══ RECORDS FOR THIS TASK ══
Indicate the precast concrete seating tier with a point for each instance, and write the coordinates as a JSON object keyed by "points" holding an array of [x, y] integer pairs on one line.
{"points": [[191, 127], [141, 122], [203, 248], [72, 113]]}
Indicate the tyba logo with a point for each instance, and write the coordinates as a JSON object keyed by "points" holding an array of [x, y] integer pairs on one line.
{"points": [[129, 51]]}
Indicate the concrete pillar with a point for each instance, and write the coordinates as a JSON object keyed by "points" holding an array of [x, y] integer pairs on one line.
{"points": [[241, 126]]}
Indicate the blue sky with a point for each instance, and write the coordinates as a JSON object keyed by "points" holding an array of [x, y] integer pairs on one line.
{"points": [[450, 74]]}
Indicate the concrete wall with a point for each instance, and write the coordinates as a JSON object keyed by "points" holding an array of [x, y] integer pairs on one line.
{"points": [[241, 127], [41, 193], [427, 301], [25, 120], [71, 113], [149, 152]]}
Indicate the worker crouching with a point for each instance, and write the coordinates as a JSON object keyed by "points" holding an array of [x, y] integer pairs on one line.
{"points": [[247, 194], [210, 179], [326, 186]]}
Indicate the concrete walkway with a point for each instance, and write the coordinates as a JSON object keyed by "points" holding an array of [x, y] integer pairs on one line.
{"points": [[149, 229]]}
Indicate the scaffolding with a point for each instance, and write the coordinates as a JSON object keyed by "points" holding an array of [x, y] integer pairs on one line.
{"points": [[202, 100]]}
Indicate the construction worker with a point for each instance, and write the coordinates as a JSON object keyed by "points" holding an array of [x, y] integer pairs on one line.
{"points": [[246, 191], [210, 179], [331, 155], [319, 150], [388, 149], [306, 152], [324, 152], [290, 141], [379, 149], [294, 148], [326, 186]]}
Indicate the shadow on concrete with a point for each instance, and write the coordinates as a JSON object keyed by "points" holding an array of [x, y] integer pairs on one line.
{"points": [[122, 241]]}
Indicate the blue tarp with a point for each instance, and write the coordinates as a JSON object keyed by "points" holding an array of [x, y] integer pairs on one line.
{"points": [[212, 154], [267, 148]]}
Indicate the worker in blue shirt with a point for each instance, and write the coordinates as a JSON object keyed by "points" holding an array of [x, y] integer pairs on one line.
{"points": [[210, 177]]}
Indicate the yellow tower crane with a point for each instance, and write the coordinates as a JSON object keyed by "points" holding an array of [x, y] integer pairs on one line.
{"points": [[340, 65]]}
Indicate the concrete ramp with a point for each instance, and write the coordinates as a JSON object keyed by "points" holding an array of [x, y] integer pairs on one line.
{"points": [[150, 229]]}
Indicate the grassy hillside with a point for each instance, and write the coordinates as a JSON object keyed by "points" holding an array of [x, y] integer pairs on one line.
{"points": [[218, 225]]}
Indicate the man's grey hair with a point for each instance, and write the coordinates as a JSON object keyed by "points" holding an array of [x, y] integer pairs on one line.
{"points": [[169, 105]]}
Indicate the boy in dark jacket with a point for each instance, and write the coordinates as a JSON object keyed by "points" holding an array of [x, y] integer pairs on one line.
═══
_WORK REQUIRED_
Copy the rows above with "Indicate" replaced by "Mark" everywhere it occurs, changing nothing else.

_SOLUTION TO THIS EXERCISE_
Mark the precast concrete seating tier with a point for each instance, and write the coordinates as a JSON object keyed by "points" holding an array of [x, y] integer pairs on one line.
{"points": [[191, 127], [141, 122], [203, 248], [72, 113]]}
Mark the tyba logo with a point for each instance, and write the coordinates as a JSON object keyed by "points" holding an array of [x, y] integer pairs on one line.
{"points": [[129, 51]]}
Mark the concrete pillar with a point for each instance, and write the coordinates as a JSON object keyed by "points" holding an array of [x, y] integer pairs on one line.
{"points": [[241, 126]]}
Mark the blue sky with a point for each instance, and write the coordinates as a JSON object keyed by "points" holding an array of [x, y] integer pairs on one line.
{"points": [[450, 74]]}
Mark the concrete wall with a point for each instance, and write the coordinates as a JSON object keyed by "points" holding an array of [x, y] integer pairs on one line.
{"points": [[241, 127], [41, 193], [427, 301], [25, 120], [71, 113], [149, 152]]}
Mark the worker crouching with a point for each instance, and write the coordinates as a JSON object keyed by "points" holding an array of [x, y] integer pairs on one line.
{"points": [[247, 194], [210, 179], [326, 186]]}
Mark the concrete walkway with a point for each instance, and write the coordinates as a JSON object keyed by "points" holding an array of [x, y] integer pairs on one line.
{"points": [[149, 229]]}
Mark the scaffolding with a point for each instance, and write the coordinates as a JSON object keyed by "points" holding an array of [x, y] integer pairs on one line.
{"points": [[202, 100]]}
Mark the construction worker with a point for each instance, and write the coordinates as a JSON object keyed by "points" holding an array of [x, y] integer pairs on one line.
{"points": [[246, 191], [210, 179], [331, 155], [319, 150], [388, 149], [306, 152], [324, 152], [290, 141], [379, 149], [294, 148], [326, 186]]}
Mark the shadow on concrete with a point for each instance, and write the coordinates as a JSON object keyed by "points" holding an array of [x, y] integer pairs on one line.
{"points": [[122, 241]]}
Mark the blue tarp with a point for each instance, and write the coordinates as a JSON object keyed by "points" holding an array of [x, y] integer pairs on one line.
{"points": [[212, 154], [267, 148]]}
Mark the worker in blue shirt with a point for each instance, and write the coordinates as a JSON object keyed by "points" holding an array of [x, y] integer pairs on one line.
{"points": [[210, 177]]}
Mark the yellow tower crane with a point for each instance, and write the coordinates as a JSON object keyed by "points" holding an array of [x, y] integer pairs on one line.
{"points": [[340, 65]]}
Mark the concrete ramp with a point for each instance, and write the coordinates as a JSON object keyed by "points" holding an array of [x, y] integer pairs on one line.
{"points": [[150, 229]]}
Mark the grassy hillside with a point for each instance, and write the coordinates as a JSON object keyed by "points" holding an array of [x, y] integer pairs on one line.
{"points": [[218, 225]]}
Mark the man's grey hair with a point for each instance, and write the coordinates as a JSON object keyed by "points" holding an array of [x, y] integer pairs on one line.
{"points": [[169, 105]]}
Mark the boy in dark jacket with a point for each instance, and write the coordinates as a JSON object keyed by "points" holding an array of [x, y] integer pairs on one line.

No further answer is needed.